Requirement: Reproduce the listing from the line that has "Where can you spot the woman with" through the end of the listing, switching "shingled roof" to "tiled roof" wherever it appears and leaving everything else unchanged.

Stored items from a collection
• • • • •

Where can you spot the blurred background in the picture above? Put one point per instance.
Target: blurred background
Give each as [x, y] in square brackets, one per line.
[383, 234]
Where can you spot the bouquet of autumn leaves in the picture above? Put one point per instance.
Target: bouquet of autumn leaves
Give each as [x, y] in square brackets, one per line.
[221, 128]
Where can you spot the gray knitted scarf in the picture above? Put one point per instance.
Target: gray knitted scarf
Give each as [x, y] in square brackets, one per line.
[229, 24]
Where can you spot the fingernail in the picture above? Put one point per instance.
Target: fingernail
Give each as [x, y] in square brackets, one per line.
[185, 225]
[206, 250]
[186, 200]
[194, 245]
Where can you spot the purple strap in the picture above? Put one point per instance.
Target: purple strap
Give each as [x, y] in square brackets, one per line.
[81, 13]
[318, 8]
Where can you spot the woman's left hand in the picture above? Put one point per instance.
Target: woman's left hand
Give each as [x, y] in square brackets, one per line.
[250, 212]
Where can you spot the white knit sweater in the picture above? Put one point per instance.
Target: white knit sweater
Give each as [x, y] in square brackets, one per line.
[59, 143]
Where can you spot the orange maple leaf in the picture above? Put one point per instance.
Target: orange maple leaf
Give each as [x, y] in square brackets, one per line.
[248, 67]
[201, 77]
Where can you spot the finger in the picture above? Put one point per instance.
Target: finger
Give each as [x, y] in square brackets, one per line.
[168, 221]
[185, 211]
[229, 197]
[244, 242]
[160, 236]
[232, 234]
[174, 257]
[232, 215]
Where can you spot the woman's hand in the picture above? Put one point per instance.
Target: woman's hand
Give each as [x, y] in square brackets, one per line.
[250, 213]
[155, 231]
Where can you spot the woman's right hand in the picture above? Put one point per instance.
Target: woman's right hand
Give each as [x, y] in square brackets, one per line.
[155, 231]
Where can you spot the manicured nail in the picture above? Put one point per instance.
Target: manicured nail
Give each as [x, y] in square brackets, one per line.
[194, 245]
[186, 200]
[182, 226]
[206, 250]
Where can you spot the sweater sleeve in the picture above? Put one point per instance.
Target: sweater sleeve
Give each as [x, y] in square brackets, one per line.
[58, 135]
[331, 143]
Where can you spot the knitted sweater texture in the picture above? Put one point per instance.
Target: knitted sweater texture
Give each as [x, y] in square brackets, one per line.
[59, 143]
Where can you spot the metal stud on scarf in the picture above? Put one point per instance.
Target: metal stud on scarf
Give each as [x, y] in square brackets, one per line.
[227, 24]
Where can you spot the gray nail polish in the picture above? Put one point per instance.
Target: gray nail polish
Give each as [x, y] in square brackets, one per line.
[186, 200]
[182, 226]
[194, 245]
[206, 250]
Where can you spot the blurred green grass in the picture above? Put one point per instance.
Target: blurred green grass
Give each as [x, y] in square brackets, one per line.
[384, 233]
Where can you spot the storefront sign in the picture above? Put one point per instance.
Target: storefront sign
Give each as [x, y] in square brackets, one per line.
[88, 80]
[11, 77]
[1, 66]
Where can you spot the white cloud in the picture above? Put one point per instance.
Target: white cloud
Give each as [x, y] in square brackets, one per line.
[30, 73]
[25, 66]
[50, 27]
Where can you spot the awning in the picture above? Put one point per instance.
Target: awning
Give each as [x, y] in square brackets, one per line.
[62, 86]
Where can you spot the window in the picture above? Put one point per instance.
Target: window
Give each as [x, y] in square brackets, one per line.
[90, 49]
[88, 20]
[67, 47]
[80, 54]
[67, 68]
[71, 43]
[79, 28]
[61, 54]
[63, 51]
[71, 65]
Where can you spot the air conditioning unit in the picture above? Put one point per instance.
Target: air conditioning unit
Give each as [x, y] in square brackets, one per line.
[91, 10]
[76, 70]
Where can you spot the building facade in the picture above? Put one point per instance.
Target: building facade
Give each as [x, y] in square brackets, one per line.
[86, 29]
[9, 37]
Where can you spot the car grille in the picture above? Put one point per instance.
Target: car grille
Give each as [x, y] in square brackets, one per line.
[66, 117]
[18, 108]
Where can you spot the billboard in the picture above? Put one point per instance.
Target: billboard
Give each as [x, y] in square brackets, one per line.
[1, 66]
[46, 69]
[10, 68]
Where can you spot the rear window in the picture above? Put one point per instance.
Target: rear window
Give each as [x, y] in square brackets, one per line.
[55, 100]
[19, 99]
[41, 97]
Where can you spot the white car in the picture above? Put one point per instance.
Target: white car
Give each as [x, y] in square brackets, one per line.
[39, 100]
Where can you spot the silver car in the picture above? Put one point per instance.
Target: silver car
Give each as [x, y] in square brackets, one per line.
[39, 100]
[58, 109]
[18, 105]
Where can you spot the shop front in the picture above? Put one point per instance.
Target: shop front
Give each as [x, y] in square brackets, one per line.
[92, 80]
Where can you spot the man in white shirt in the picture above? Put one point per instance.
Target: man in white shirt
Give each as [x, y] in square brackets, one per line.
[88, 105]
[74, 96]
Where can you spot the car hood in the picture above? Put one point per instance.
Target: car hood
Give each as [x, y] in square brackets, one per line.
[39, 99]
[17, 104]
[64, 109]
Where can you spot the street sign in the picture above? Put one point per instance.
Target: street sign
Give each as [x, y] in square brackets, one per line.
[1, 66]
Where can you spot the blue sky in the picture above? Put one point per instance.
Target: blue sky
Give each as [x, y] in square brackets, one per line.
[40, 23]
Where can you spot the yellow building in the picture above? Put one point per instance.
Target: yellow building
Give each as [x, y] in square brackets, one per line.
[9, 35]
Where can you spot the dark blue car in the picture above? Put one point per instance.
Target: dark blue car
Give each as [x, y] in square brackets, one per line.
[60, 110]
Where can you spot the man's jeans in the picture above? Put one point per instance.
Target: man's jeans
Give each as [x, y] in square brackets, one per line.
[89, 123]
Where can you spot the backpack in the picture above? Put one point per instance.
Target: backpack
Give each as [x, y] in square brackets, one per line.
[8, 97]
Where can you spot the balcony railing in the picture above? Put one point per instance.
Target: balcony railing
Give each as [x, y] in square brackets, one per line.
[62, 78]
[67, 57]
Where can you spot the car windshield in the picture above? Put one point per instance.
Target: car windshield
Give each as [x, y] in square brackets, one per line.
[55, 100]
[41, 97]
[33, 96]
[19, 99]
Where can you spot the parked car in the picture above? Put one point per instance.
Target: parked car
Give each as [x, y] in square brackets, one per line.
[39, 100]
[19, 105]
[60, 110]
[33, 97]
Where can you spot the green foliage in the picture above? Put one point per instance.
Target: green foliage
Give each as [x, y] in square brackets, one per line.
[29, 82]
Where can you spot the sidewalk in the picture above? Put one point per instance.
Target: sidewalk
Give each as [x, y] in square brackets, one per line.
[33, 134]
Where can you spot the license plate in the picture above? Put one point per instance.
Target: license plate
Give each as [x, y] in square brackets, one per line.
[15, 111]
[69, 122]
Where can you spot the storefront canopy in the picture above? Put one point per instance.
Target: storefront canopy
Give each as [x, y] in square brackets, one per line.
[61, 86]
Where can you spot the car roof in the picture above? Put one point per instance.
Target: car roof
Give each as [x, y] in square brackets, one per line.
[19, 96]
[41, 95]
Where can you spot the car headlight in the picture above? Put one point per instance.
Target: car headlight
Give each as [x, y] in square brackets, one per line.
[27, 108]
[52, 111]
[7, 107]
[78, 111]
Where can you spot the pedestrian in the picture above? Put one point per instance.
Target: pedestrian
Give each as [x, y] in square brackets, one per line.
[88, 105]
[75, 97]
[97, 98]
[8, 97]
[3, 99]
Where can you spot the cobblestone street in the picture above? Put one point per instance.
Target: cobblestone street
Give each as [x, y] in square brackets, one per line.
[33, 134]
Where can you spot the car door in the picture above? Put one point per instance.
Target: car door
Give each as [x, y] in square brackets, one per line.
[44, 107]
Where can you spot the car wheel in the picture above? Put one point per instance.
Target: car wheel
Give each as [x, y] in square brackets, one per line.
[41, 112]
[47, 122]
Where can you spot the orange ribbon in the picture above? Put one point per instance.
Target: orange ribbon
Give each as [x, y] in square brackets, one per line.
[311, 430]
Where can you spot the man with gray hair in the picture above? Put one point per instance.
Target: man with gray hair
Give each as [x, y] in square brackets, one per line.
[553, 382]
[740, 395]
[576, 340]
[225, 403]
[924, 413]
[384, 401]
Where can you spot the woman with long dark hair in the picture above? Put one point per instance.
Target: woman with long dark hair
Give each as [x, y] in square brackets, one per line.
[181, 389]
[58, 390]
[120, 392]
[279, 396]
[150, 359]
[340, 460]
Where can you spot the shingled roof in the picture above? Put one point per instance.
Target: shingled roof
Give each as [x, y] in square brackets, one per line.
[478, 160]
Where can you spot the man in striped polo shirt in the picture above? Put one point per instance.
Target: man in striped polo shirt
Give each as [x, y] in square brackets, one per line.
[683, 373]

• • • • •

Right answer:
Where can you spot the woman with long dark hair in the picture above? Put one point per instance.
Target: woman with long dark hair
Give each as [x, y] in square brackets, one per line.
[181, 389]
[58, 390]
[120, 392]
[279, 396]
[150, 359]
[340, 460]
Where can you spot the tiled roof in the picture above? Put one point per instance.
Target: tiled roof
Give each as [x, y] in square brackets, one per line.
[478, 160]
Where can you spot the man in striped polo shirt in the picture above? Put one point per instance.
Target: man in striped polo shirt
Give each as [x, y] in square brackets, one per line.
[683, 373]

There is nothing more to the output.